» Given instruction
Reproduce each of the rows below verbatim, omitting the pictures.

━━━ Input records ━━━

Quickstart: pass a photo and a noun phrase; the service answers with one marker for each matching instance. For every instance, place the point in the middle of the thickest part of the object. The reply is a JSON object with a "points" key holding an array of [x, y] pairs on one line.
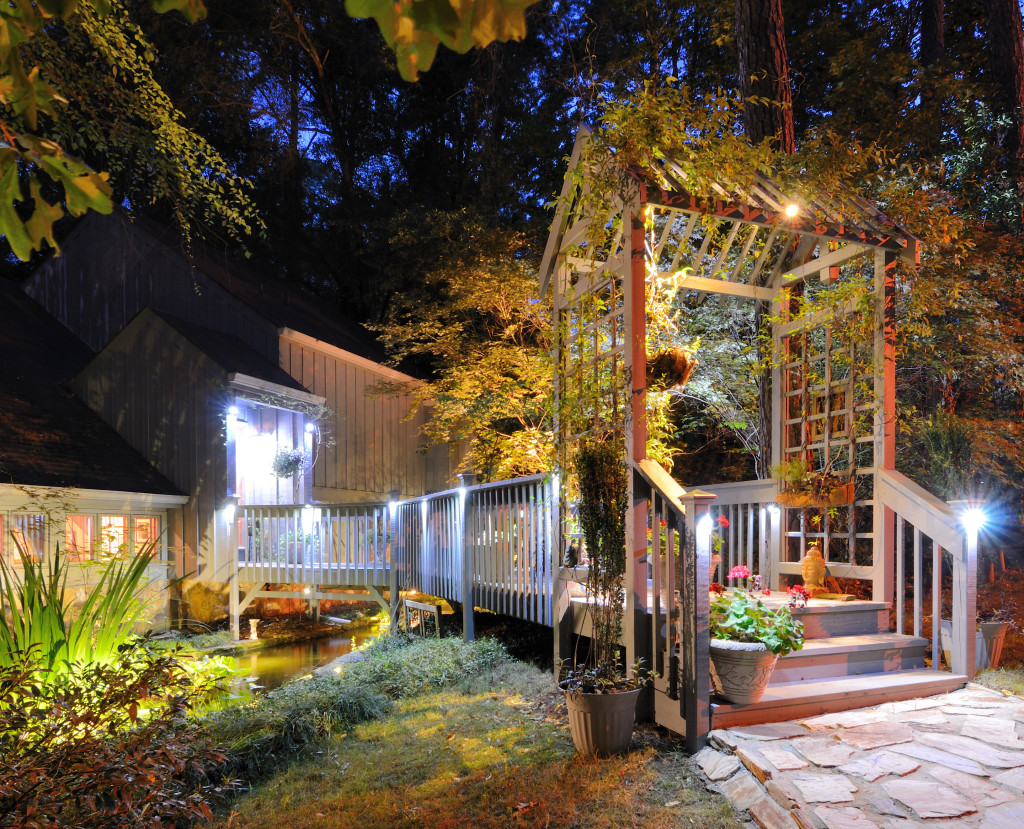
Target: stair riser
{"points": [[840, 623], [825, 666]]}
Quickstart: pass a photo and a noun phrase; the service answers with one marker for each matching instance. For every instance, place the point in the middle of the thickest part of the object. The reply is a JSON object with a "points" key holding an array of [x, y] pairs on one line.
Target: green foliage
{"points": [[739, 616], [105, 745], [600, 471], [36, 616], [414, 29], [289, 722]]}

━━━

» Final result
Quickstart: pass a photo and a noun phrase; the service answers with one marker for each matching instance. For every instance, place the point in the middle of the thickest part of the object. The reply is a JSON object with a "points" key holding an array of [x, y] pairs on one line.
Target: stair riser
{"points": [[840, 623], [825, 666]]}
Quickstart: pass a photo and a noun phrase; the service answers with one marker for each matching instance. For every instance, place the point in the middle of the thickest part of the object. The reply is a JSON object with a "points" key holding an array of [x, y] pairs on one line.
Target: green foliage
{"points": [[739, 616], [105, 745], [600, 471], [36, 616], [414, 29], [289, 722]]}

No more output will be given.